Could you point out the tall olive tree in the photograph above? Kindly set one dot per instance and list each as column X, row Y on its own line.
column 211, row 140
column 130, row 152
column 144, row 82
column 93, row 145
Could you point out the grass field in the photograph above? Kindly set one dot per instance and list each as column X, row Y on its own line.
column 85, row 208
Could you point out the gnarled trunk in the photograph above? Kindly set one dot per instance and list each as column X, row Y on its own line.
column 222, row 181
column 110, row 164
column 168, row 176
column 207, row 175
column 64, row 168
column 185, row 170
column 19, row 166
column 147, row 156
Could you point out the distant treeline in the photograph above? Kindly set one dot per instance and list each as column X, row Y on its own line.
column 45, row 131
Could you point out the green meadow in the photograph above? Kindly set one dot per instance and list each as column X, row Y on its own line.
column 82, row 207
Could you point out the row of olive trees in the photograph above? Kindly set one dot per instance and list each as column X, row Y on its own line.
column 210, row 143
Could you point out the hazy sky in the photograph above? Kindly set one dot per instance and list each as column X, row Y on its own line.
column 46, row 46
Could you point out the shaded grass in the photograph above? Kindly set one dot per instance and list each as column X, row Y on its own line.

- [EXERCISE INSTRUCTIONS] From the line containing "Could you point out the row" through the last line of the records, output each line exactly and nothing more.

- [THE COMPLETED TASK]
Could you point out the row of olive trees in the photograph above? Kindly set one dot per instance and list each as column X, row Y on its own line.
column 210, row 143
Could you point out the hazy sky in the photograph above? Kindly set one dot per instance and list each as column X, row Y on its own line.
column 46, row 46
Could you point out the shaded grass in the photograph above? Kindly set one dot per instance and list each as column X, row Y on its own line.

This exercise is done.